ASSIGNMENT -> Could you repeat the records below exactly as written?
>>>>
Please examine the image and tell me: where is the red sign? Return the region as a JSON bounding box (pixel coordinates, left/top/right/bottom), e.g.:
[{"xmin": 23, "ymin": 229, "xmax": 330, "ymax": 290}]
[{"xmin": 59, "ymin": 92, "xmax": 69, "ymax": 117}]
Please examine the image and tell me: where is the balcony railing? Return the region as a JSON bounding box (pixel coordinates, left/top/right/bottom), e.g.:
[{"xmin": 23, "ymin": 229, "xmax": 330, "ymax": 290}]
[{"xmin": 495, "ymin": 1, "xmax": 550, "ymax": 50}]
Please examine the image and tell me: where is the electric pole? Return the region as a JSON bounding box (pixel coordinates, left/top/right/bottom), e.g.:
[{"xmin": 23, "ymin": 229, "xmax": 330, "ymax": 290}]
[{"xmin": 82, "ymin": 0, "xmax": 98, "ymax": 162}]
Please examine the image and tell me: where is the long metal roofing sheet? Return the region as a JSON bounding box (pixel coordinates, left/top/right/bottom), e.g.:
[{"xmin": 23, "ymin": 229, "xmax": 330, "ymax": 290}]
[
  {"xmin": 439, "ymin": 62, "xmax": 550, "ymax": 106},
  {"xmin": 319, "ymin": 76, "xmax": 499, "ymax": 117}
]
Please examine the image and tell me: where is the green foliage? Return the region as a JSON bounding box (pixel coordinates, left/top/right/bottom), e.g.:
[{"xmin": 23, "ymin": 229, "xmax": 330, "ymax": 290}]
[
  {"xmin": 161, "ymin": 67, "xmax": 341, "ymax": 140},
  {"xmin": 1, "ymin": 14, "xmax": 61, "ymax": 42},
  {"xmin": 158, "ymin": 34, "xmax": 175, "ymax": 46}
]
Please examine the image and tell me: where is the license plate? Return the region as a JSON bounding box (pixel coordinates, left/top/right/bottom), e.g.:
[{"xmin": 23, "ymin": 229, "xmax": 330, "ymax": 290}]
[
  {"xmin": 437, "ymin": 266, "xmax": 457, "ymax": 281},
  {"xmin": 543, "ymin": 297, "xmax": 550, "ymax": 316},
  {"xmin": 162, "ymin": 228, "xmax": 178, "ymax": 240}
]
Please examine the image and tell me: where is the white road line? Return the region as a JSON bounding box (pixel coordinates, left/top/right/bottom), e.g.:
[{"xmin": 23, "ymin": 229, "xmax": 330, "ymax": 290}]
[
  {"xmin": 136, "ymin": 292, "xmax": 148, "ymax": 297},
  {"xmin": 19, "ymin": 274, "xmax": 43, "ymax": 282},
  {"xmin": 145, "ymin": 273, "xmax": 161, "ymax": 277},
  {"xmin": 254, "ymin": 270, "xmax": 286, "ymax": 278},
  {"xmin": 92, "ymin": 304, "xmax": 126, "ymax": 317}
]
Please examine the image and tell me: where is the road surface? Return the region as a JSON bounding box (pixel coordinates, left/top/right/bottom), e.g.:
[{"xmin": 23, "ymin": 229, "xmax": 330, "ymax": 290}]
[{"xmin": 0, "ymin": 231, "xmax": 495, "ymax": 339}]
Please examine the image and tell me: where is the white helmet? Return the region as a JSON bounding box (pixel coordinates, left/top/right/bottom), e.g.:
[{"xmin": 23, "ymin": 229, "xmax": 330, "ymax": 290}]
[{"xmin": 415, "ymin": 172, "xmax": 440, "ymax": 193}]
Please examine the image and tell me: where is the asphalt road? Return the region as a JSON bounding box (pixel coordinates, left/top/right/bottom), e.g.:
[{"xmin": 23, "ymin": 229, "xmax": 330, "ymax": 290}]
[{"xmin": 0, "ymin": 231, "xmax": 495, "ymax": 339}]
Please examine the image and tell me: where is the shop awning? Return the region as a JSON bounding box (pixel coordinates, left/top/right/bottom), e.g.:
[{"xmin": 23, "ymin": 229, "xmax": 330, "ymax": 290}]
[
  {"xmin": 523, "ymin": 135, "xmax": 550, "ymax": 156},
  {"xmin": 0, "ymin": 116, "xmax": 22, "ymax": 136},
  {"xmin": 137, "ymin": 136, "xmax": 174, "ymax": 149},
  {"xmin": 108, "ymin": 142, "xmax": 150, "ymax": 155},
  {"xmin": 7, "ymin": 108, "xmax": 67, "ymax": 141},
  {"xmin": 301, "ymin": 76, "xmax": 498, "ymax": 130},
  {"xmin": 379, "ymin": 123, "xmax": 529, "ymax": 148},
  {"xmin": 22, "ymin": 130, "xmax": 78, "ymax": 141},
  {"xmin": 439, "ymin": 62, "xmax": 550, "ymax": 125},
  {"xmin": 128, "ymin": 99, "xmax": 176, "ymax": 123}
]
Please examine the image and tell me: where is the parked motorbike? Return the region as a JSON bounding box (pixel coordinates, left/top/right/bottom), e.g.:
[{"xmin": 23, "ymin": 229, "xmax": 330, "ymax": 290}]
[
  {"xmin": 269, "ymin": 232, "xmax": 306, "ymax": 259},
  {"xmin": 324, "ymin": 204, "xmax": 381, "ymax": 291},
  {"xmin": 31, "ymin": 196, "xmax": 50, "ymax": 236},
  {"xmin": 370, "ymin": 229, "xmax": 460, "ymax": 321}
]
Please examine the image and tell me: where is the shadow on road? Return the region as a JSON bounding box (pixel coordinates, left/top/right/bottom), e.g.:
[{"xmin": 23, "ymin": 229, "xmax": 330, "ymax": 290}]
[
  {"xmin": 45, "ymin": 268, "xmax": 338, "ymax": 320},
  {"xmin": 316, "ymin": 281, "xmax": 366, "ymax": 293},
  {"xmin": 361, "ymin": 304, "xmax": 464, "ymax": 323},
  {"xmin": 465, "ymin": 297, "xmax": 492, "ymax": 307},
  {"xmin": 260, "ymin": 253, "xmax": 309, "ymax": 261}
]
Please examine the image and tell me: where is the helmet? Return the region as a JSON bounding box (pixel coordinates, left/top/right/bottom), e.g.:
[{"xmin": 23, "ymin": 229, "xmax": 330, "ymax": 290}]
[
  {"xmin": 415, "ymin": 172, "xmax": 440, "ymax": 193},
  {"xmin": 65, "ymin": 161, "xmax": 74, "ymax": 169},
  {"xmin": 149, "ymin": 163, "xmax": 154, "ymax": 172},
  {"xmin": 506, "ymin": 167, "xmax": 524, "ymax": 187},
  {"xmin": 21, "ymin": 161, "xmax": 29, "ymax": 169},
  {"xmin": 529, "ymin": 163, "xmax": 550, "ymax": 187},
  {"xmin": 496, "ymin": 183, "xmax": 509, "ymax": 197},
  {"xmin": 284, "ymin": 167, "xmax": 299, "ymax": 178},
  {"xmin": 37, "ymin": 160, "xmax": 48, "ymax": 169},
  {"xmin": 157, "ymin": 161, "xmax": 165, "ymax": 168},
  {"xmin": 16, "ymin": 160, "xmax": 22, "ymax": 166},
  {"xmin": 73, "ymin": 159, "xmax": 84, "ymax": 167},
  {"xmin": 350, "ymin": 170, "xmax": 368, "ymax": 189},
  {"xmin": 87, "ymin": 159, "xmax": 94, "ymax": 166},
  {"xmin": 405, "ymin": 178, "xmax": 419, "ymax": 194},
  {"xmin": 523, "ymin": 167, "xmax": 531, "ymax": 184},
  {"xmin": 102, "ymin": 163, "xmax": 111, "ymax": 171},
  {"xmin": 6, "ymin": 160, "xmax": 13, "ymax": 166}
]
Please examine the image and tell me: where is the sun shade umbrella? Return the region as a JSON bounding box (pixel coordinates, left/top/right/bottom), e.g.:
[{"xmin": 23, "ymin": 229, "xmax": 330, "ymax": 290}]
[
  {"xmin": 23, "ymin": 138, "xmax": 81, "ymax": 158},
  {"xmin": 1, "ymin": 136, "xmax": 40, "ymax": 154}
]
<<<<
REPLY TO THE TASK ->
Please examine the image and tell me: where is the red sign? Return the region as a JSON bounding box (pixel coordinates, left/top/right/bottom), e.g.:
[{"xmin": 23, "ymin": 229, "xmax": 330, "ymax": 290}]
[{"xmin": 59, "ymin": 92, "xmax": 69, "ymax": 117}]
Please examine the image and tell me: where is the balcony railing? Return the region as a JSON bounding box (pixel coordinates, left/top/right/bottom), e.g.:
[{"xmin": 23, "ymin": 229, "xmax": 330, "ymax": 290}]
[{"xmin": 495, "ymin": 1, "xmax": 550, "ymax": 50}]
Please examine the image and tell me: where is the electric pole? Return the region as a JSON bounding box (pixel coordinates, left/top/right/bottom), e.g.:
[{"xmin": 23, "ymin": 229, "xmax": 330, "ymax": 290}]
[{"xmin": 82, "ymin": 0, "xmax": 98, "ymax": 162}]
Please examine the image and tell me: where is the long metal roofing sheet? Return the region as a JSON bounding box (pixel coordinates, left/top/right/bottom), e.g.:
[{"xmin": 23, "ymin": 229, "xmax": 330, "ymax": 290}]
[
  {"xmin": 439, "ymin": 62, "xmax": 550, "ymax": 106},
  {"xmin": 319, "ymin": 76, "xmax": 499, "ymax": 117}
]
Please examine the image and tell me: where is the green foliage? Return the region as a JSON bounding box (pixel coordinates, left/top/right/bottom), e.g.:
[{"xmin": 23, "ymin": 229, "xmax": 330, "ymax": 290}]
[
  {"xmin": 161, "ymin": 67, "xmax": 341, "ymax": 140},
  {"xmin": 1, "ymin": 14, "xmax": 61, "ymax": 42},
  {"xmin": 158, "ymin": 34, "xmax": 175, "ymax": 46}
]
Please examine the image and tell me: where is the license plate? Return the region as a JSON bounding box (pixel coordinates, left/top/right/bottom), e.g.:
[{"xmin": 23, "ymin": 229, "xmax": 330, "ymax": 290}]
[
  {"xmin": 437, "ymin": 266, "xmax": 457, "ymax": 281},
  {"xmin": 543, "ymin": 297, "xmax": 550, "ymax": 316},
  {"xmin": 162, "ymin": 228, "xmax": 178, "ymax": 240}
]
Please examine the image and tell me: where is the white road line? Return the region as a JSON bounding box (pixel coordinates, left/top/right/bottom), e.g.:
[{"xmin": 23, "ymin": 229, "xmax": 330, "ymax": 290}]
[
  {"xmin": 136, "ymin": 292, "xmax": 148, "ymax": 297},
  {"xmin": 19, "ymin": 274, "xmax": 43, "ymax": 282},
  {"xmin": 145, "ymin": 273, "xmax": 161, "ymax": 277},
  {"xmin": 254, "ymin": 270, "xmax": 286, "ymax": 278},
  {"xmin": 92, "ymin": 304, "xmax": 126, "ymax": 317}
]
Please examine the image and tell me: where is the road surface? Return the region as a JSON bounding box (pixel coordinates, left/top/right/bottom), e.g.:
[{"xmin": 23, "ymin": 229, "xmax": 330, "ymax": 290}]
[{"xmin": 0, "ymin": 231, "xmax": 495, "ymax": 339}]
Please examine the image and tell me: where is the white helmet? Return the region as a JSON bounding box (pixel coordinates, left/top/right/bottom), e.g.:
[{"xmin": 23, "ymin": 229, "xmax": 330, "ymax": 290}]
[{"xmin": 415, "ymin": 172, "xmax": 440, "ymax": 193}]
Please examine the image and tell me: where is the asphalt road? Return the region as a JSON bounding box (pixel coordinates, left/top/right/bottom), e.g.:
[{"xmin": 23, "ymin": 229, "xmax": 330, "ymax": 290}]
[{"xmin": 0, "ymin": 231, "xmax": 495, "ymax": 339}]
Please examine the image and tell me: where is the shop awning? Return the region as a JSON bounding box (pixel coordinates, left/top/right/bottom), e.g.:
[{"xmin": 23, "ymin": 229, "xmax": 330, "ymax": 290}]
[
  {"xmin": 523, "ymin": 135, "xmax": 550, "ymax": 156},
  {"xmin": 0, "ymin": 116, "xmax": 22, "ymax": 136},
  {"xmin": 137, "ymin": 136, "xmax": 174, "ymax": 149},
  {"xmin": 108, "ymin": 142, "xmax": 150, "ymax": 155},
  {"xmin": 7, "ymin": 108, "xmax": 67, "ymax": 141},
  {"xmin": 301, "ymin": 76, "xmax": 498, "ymax": 130},
  {"xmin": 379, "ymin": 123, "xmax": 529, "ymax": 148},
  {"xmin": 22, "ymin": 130, "xmax": 78, "ymax": 141},
  {"xmin": 439, "ymin": 62, "xmax": 550, "ymax": 125},
  {"xmin": 128, "ymin": 99, "xmax": 176, "ymax": 123}
]
Please examine the image and tell me: where is the parked motorbike? Return the region as a JSON bounding box (pixel coordinates, left/top/right/bottom), e.g.:
[{"xmin": 23, "ymin": 229, "xmax": 330, "ymax": 290}]
[
  {"xmin": 269, "ymin": 232, "xmax": 306, "ymax": 259},
  {"xmin": 324, "ymin": 204, "xmax": 381, "ymax": 291},
  {"xmin": 31, "ymin": 196, "xmax": 50, "ymax": 236},
  {"xmin": 370, "ymin": 229, "xmax": 460, "ymax": 321}
]
Please examine the image and tell me: where is the shadow on road? Return the region as a JSON bounding box (pixel coordinates, left/top/right/bottom), e.g.:
[{"xmin": 23, "ymin": 229, "xmax": 330, "ymax": 290}]
[
  {"xmin": 45, "ymin": 268, "xmax": 338, "ymax": 320},
  {"xmin": 316, "ymin": 281, "xmax": 366, "ymax": 293},
  {"xmin": 361, "ymin": 304, "xmax": 464, "ymax": 323},
  {"xmin": 465, "ymin": 297, "xmax": 492, "ymax": 307},
  {"xmin": 260, "ymin": 253, "xmax": 309, "ymax": 261}
]
Please examine the image and tell me: where is the helmet? Return the region as a JSON bounding box (pixel coordinates, left/top/right/bottom), e.g.:
[{"xmin": 23, "ymin": 229, "xmax": 330, "ymax": 290}]
[
  {"xmin": 415, "ymin": 172, "xmax": 440, "ymax": 193},
  {"xmin": 65, "ymin": 161, "xmax": 74, "ymax": 169},
  {"xmin": 149, "ymin": 163, "xmax": 154, "ymax": 172},
  {"xmin": 506, "ymin": 167, "xmax": 524, "ymax": 187},
  {"xmin": 21, "ymin": 161, "xmax": 29, "ymax": 169},
  {"xmin": 529, "ymin": 163, "xmax": 550, "ymax": 187},
  {"xmin": 496, "ymin": 183, "xmax": 509, "ymax": 197},
  {"xmin": 284, "ymin": 167, "xmax": 299, "ymax": 178},
  {"xmin": 37, "ymin": 160, "xmax": 48, "ymax": 169},
  {"xmin": 157, "ymin": 161, "xmax": 165, "ymax": 168},
  {"xmin": 16, "ymin": 160, "xmax": 22, "ymax": 166},
  {"xmin": 73, "ymin": 159, "xmax": 84, "ymax": 167},
  {"xmin": 350, "ymin": 170, "xmax": 368, "ymax": 189},
  {"xmin": 87, "ymin": 159, "xmax": 94, "ymax": 166},
  {"xmin": 405, "ymin": 178, "xmax": 419, "ymax": 194},
  {"xmin": 523, "ymin": 167, "xmax": 531, "ymax": 184},
  {"xmin": 102, "ymin": 163, "xmax": 111, "ymax": 171},
  {"xmin": 6, "ymin": 160, "xmax": 13, "ymax": 166}
]
Please examine the image and tell me: where is the sun shade umbrella? Return the region as a JSON bounding box (pixel coordinates, left/top/right/bottom), e.g.:
[{"xmin": 23, "ymin": 229, "xmax": 330, "ymax": 290}]
[
  {"xmin": 23, "ymin": 138, "xmax": 81, "ymax": 158},
  {"xmin": 1, "ymin": 136, "xmax": 40, "ymax": 154}
]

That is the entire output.